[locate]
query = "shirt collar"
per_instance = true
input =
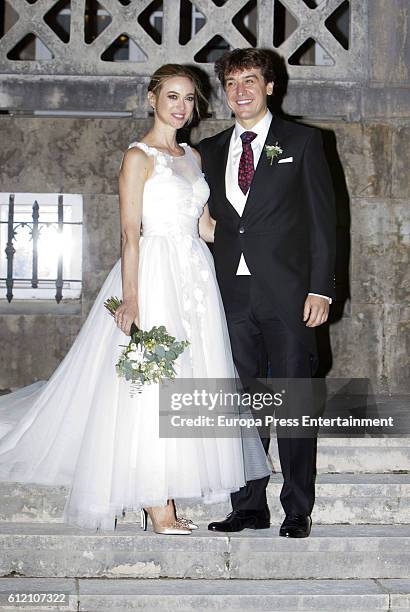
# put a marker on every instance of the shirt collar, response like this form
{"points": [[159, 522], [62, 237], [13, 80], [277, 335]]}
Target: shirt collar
{"points": [[261, 128]]}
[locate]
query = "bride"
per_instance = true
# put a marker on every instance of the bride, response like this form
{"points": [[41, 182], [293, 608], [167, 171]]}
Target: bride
{"points": [[82, 428]]}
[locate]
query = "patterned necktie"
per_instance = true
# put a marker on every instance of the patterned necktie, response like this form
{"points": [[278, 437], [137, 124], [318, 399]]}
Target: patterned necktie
{"points": [[246, 169]]}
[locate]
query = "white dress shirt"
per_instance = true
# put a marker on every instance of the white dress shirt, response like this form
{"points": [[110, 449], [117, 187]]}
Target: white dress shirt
{"points": [[234, 194]]}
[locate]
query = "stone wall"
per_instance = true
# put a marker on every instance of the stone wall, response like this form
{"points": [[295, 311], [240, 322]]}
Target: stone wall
{"points": [[369, 335]]}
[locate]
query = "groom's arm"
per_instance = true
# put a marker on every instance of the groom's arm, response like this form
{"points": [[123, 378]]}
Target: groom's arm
{"points": [[320, 200], [202, 147]]}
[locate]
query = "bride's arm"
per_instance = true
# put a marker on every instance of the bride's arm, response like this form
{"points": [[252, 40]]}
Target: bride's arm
{"points": [[206, 222], [133, 174]]}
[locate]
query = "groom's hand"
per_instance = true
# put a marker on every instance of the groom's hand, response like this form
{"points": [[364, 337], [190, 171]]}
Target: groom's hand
{"points": [[316, 310]]}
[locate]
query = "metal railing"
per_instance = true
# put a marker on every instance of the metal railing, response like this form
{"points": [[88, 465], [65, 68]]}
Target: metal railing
{"points": [[34, 226]]}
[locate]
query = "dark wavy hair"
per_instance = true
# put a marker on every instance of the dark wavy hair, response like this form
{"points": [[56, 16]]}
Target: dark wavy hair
{"points": [[244, 59]]}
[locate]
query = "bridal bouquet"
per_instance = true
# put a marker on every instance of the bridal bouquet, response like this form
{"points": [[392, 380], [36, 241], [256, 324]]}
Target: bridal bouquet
{"points": [[150, 355]]}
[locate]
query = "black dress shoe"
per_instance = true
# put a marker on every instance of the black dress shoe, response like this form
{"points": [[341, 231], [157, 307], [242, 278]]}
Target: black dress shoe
{"points": [[243, 519], [296, 526]]}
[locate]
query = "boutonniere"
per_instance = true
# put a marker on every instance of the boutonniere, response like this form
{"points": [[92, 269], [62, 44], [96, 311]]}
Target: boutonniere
{"points": [[273, 151]]}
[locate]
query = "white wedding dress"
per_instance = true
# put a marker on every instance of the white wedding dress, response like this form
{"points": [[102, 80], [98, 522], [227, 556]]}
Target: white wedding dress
{"points": [[82, 429]]}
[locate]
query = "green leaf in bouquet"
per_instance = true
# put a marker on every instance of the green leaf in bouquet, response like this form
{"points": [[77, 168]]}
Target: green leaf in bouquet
{"points": [[160, 351]]}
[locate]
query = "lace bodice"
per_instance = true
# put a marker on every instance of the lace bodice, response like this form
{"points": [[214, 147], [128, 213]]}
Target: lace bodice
{"points": [[174, 195]]}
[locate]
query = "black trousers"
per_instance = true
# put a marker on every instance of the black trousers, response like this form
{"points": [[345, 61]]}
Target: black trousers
{"points": [[257, 336]]}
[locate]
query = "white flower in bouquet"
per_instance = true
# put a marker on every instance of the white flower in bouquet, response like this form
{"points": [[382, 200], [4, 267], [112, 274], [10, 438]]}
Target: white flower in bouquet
{"points": [[150, 356]]}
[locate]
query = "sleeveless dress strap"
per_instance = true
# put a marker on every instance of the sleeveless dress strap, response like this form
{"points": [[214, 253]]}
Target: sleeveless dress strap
{"points": [[144, 147]]}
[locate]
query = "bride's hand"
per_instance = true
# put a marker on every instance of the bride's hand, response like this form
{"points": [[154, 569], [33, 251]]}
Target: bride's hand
{"points": [[126, 314]]}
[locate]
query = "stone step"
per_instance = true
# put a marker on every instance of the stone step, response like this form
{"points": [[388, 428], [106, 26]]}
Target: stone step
{"points": [[340, 498], [187, 595], [331, 552], [358, 455]]}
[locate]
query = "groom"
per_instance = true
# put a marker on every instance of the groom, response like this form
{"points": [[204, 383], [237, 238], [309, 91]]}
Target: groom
{"points": [[274, 255]]}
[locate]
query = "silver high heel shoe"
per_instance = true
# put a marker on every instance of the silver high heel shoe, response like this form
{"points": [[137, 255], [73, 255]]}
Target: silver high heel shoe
{"points": [[177, 527], [188, 523]]}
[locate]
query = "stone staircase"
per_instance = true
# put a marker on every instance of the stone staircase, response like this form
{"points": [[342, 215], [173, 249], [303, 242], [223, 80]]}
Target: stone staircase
{"points": [[357, 557]]}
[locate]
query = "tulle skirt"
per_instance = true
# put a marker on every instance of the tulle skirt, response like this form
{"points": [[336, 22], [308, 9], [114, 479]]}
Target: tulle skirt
{"points": [[82, 428]]}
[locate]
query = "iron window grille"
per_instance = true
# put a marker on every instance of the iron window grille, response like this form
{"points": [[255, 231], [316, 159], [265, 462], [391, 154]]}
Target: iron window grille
{"points": [[41, 246]]}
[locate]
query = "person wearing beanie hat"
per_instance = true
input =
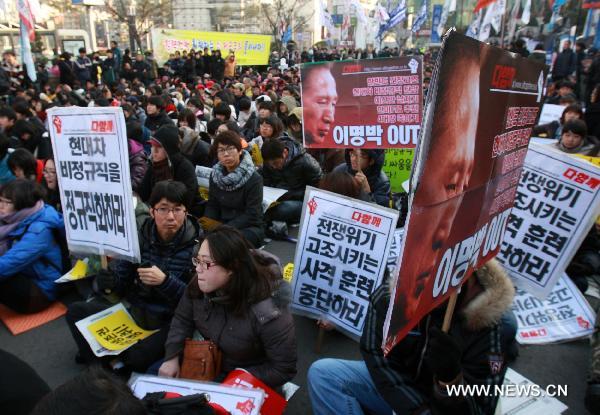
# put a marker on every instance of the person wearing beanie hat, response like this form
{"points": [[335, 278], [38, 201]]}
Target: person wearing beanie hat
{"points": [[366, 166], [167, 163], [156, 115]]}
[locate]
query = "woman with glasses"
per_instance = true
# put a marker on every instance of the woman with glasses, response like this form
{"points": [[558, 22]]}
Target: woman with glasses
{"points": [[30, 257], [235, 190], [50, 184], [239, 301], [152, 287]]}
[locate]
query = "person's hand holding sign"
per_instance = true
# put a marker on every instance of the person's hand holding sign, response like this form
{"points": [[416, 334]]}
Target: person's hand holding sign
{"points": [[151, 275]]}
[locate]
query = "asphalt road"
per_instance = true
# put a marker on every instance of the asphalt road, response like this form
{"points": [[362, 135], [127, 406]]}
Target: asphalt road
{"points": [[51, 350]]}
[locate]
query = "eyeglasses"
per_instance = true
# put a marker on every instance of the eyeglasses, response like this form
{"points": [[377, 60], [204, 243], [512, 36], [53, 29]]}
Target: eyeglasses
{"points": [[226, 150], [204, 265], [178, 211]]}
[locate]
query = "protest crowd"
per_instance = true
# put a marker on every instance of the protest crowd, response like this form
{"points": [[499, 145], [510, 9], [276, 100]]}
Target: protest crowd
{"points": [[203, 270]]}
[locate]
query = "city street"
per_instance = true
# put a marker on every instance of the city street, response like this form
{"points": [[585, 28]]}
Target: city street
{"points": [[50, 350]]}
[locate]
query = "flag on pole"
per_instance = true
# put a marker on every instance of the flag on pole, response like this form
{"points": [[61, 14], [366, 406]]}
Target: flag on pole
{"points": [[27, 30], [526, 12], [421, 17], [396, 16]]}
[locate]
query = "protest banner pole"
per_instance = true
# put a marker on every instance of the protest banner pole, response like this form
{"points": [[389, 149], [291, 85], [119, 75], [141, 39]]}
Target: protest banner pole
{"points": [[449, 312], [320, 337]]}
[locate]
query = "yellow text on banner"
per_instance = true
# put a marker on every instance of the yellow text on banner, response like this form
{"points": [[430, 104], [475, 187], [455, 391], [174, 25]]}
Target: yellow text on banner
{"points": [[118, 331]]}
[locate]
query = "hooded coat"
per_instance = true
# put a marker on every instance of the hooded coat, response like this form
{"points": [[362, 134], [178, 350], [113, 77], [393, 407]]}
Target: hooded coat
{"points": [[153, 305], [181, 169], [261, 341], [378, 180], [475, 329], [34, 251], [299, 170]]}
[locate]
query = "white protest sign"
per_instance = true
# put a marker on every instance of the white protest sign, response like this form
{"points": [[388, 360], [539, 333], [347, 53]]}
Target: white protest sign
{"points": [[92, 165], [340, 259], [527, 402], [564, 315], [237, 401], [551, 112], [556, 203]]}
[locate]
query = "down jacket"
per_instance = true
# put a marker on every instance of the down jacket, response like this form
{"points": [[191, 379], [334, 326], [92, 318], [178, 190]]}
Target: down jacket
{"points": [[174, 258], [378, 180], [300, 170], [35, 251], [262, 341], [474, 327]]}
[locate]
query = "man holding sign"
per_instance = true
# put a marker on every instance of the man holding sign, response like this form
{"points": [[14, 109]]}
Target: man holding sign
{"points": [[154, 287]]}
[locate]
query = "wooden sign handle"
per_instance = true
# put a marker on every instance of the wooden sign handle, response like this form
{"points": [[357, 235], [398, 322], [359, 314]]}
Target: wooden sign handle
{"points": [[449, 312]]}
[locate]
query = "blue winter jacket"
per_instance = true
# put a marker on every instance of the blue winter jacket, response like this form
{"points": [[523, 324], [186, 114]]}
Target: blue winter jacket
{"points": [[34, 251]]}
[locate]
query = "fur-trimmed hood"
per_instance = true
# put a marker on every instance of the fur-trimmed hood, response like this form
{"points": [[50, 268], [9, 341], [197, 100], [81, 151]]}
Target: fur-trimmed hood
{"points": [[485, 309]]}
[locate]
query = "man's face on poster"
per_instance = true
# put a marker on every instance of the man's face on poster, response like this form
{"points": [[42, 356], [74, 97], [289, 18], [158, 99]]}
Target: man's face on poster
{"points": [[441, 188], [319, 100]]}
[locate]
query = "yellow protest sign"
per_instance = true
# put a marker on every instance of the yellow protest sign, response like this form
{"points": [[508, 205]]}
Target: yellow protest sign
{"points": [[117, 331], [288, 272], [249, 49]]}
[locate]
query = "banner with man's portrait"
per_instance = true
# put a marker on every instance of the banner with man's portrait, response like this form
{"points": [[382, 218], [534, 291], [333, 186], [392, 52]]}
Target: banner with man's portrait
{"points": [[372, 103], [482, 105]]}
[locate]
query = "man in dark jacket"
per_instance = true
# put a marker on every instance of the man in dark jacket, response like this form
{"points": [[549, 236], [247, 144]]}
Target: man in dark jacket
{"points": [[153, 287], [415, 376], [366, 166], [565, 64], [156, 116], [288, 166], [169, 164]]}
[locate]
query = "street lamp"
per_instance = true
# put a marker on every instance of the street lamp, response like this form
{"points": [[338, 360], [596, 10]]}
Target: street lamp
{"points": [[131, 24]]}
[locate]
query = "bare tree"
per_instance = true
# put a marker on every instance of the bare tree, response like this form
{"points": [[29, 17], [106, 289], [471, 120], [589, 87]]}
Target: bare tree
{"points": [[286, 12], [155, 11]]}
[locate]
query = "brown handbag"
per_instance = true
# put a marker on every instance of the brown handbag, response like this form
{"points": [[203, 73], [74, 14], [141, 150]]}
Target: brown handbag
{"points": [[201, 360]]}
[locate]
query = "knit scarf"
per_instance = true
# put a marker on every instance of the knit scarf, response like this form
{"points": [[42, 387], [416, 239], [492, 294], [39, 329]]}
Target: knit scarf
{"points": [[9, 223], [235, 179]]}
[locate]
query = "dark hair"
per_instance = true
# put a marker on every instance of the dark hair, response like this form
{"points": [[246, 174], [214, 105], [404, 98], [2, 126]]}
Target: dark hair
{"points": [[272, 149], [342, 183], [274, 122], [95, 391], [571, 108], [4, 145], [8, 113], [227, 138], [23, 193], [222, 109], [266, 105], [250, 280], [576, 127], [196, 102], [213, 125], [23, 158], [189, 117], [245, 104], [175, 192]]}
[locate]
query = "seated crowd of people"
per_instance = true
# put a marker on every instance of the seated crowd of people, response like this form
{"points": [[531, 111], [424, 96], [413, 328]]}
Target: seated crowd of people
{"points": [[202, 270]]}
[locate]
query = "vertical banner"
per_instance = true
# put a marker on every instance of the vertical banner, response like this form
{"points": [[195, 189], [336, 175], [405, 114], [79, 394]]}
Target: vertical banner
{"points": [[374, 103], [482, 105], [92, 165], [556, 203], [565, 315], [436, 18], [341, 257]]}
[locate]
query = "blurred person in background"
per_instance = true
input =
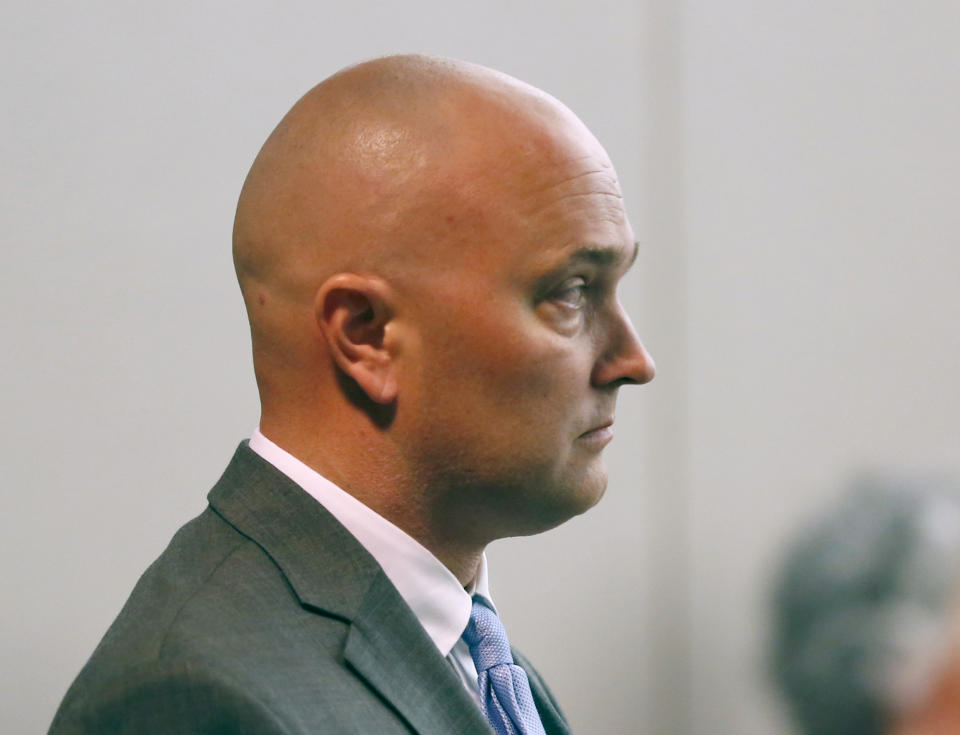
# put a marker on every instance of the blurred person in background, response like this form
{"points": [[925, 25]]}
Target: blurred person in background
{"points": [[866, 633]]}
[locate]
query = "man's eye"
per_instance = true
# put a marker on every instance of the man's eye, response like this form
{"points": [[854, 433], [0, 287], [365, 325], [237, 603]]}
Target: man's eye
{"points": [[572, 293]]}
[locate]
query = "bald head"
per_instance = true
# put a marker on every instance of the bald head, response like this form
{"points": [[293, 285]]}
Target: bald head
{"points": [[377, 153], [382, 169], [429, 251]]}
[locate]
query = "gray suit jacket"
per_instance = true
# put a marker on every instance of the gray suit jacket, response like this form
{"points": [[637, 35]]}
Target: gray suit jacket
{"points": [[264, 615]]}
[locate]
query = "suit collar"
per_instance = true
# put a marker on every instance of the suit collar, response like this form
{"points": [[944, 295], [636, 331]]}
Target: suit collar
{"points": [[332, 574], [327, 568]]}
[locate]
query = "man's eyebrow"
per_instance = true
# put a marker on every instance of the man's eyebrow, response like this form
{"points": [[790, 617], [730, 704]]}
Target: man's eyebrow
{"points": [[603, 255]]}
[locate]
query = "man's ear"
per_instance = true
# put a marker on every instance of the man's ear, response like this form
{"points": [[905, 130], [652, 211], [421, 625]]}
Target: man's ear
{"points": [[354, 314]]}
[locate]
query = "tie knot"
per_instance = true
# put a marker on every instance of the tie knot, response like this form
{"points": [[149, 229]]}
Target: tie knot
{"points": [[486, 638]]}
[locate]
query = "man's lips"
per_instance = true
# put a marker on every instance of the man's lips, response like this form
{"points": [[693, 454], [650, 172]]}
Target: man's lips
{"points": [[602, 433]]}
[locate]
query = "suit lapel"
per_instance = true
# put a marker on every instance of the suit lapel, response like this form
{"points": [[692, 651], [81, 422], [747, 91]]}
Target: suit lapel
{"points": [[332, 574], [553, 721]]}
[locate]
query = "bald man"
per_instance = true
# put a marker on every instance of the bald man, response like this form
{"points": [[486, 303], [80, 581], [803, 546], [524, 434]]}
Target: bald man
{"points": [[428, 252]]}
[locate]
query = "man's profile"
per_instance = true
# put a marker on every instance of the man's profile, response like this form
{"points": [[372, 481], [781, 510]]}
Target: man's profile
{"points": [[428, 252]]}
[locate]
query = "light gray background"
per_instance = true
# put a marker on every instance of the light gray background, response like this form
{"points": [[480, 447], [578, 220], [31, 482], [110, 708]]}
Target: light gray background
{"points": [[791, 169]]}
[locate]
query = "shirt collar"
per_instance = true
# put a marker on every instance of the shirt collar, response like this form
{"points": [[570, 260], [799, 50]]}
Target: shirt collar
{"points": [[431, 591]]}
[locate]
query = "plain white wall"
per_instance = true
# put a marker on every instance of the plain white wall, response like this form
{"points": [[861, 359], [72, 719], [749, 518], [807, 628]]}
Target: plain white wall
{"points": [[126, 132]]}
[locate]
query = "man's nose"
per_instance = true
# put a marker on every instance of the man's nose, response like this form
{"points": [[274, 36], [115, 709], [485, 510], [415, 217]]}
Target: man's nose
{"points": [[626, 360]]}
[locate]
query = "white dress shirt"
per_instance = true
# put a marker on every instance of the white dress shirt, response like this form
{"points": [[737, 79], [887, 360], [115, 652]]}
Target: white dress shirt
{"points": [[435, 596]]}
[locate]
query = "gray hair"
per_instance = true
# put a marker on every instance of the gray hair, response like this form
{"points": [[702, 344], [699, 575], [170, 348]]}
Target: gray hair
{"points": [[862, 606]]}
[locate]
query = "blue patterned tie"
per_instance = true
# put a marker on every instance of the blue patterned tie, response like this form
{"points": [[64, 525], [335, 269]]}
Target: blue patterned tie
{"points": [[504, 689]]}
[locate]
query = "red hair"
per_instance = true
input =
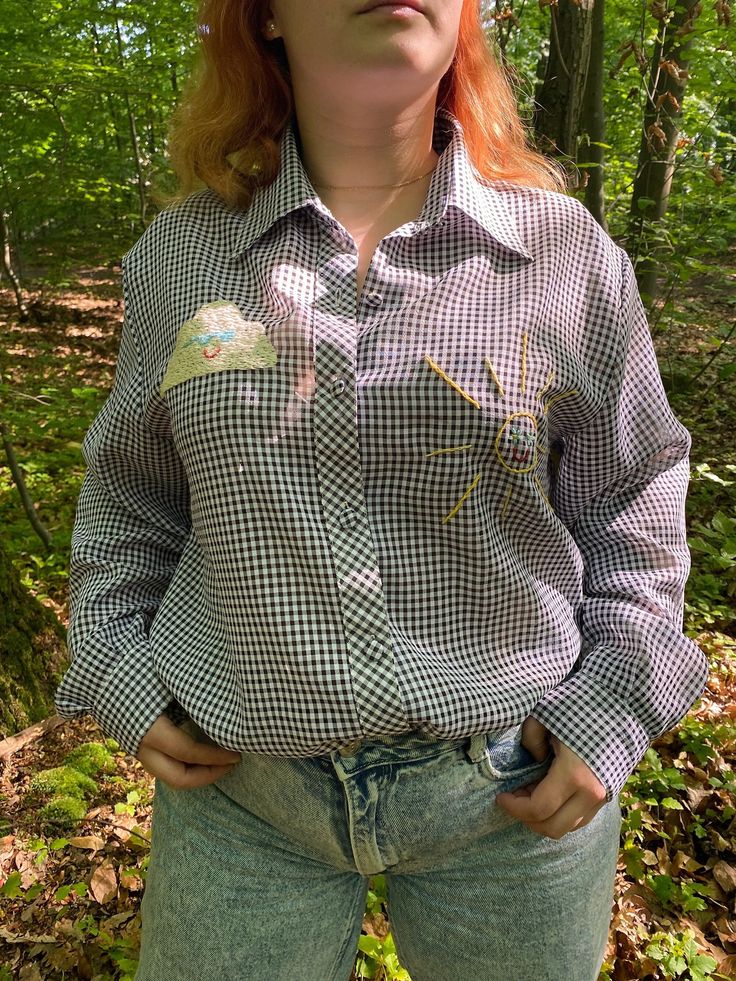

* **Set problem**
Report how many lines of the records contain the string "suit", and give only the number.

* **Task answer**
9